GIVEN INSTRUCTION:
Could you rewrite only the stretch from the line containing "ridge in this picture." through the line containing "[0,96,80,120]", replacing "help me out" with "give me a hand" and leaving everything else unchanged?
_ _ _ _ _
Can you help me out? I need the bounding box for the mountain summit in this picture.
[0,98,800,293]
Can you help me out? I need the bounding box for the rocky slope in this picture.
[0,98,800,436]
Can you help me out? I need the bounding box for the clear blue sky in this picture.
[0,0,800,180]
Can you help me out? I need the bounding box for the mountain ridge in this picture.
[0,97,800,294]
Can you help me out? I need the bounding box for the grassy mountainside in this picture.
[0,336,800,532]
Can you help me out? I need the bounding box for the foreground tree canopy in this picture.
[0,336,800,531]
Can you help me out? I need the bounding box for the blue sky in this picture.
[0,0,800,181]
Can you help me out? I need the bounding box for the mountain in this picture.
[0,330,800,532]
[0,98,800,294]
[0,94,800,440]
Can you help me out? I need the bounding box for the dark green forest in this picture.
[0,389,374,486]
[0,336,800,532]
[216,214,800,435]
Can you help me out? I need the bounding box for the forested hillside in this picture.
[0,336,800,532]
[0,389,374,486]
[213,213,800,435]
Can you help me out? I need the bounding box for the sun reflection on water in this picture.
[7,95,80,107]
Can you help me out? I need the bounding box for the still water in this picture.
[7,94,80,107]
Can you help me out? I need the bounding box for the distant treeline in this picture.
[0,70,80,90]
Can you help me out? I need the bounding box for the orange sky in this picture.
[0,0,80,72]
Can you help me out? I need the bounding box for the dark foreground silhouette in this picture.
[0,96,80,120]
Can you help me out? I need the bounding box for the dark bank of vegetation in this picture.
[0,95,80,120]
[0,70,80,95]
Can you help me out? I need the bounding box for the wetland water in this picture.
_ _ _ _ _
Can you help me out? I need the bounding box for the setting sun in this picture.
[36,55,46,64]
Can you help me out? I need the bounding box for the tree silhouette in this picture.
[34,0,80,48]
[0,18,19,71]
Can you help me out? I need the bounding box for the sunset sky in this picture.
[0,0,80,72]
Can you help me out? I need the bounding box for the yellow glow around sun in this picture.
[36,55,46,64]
_ _ _ _ _
EXERCISE ANSWER:
Can you give me a hand? I need the bounding box for the mountain ridge in this picture.
[0,97,800,294]
Can you give me a hand? I need the bounding box for the grassy mountainside in this picture.
[0,336,800,532]
Can you give me a hand? I need the bounding box for the foreground tree canopy in this picture.
[0,336,800,531]
Can you give me a hand? I need the bounding box for the blue sky in this picture.
[0,0,800,181]
Can you give me a hand? I need the bounding box for the mountain in this picture.
[0,330,800,532]
[0,98,800,294]
[0,94,800,440]
Can you give me a hand? I need the bounding box for the dark green forest in this picture.
[0,389,374,486]
[0,336,800,532]
[216,214,800,435]
Can you give me a hand? I need the bounding box for the forested hillside in this picture.
[0,336,800,532]
[0,389,374,486]
[213,213,800,435]
Can you give me a hand? I need the bounding box for the sun reflection on water in this picture.
[7,95,80,107]
Can you give me a hand? I need the bounding box for the still water in this picture.
[7,94,80,107]
Can you give me a hand? I need the bounding box for the distant treeline in this picture.
[0,70,80,90]
Can you give me a hand? I need the bounding box for the orange sky in this picture.
[0,0,80,72]
Can you give me a hand? I need the bounding box for the dark foreground silhouette in this picture.
[0,96,80,120]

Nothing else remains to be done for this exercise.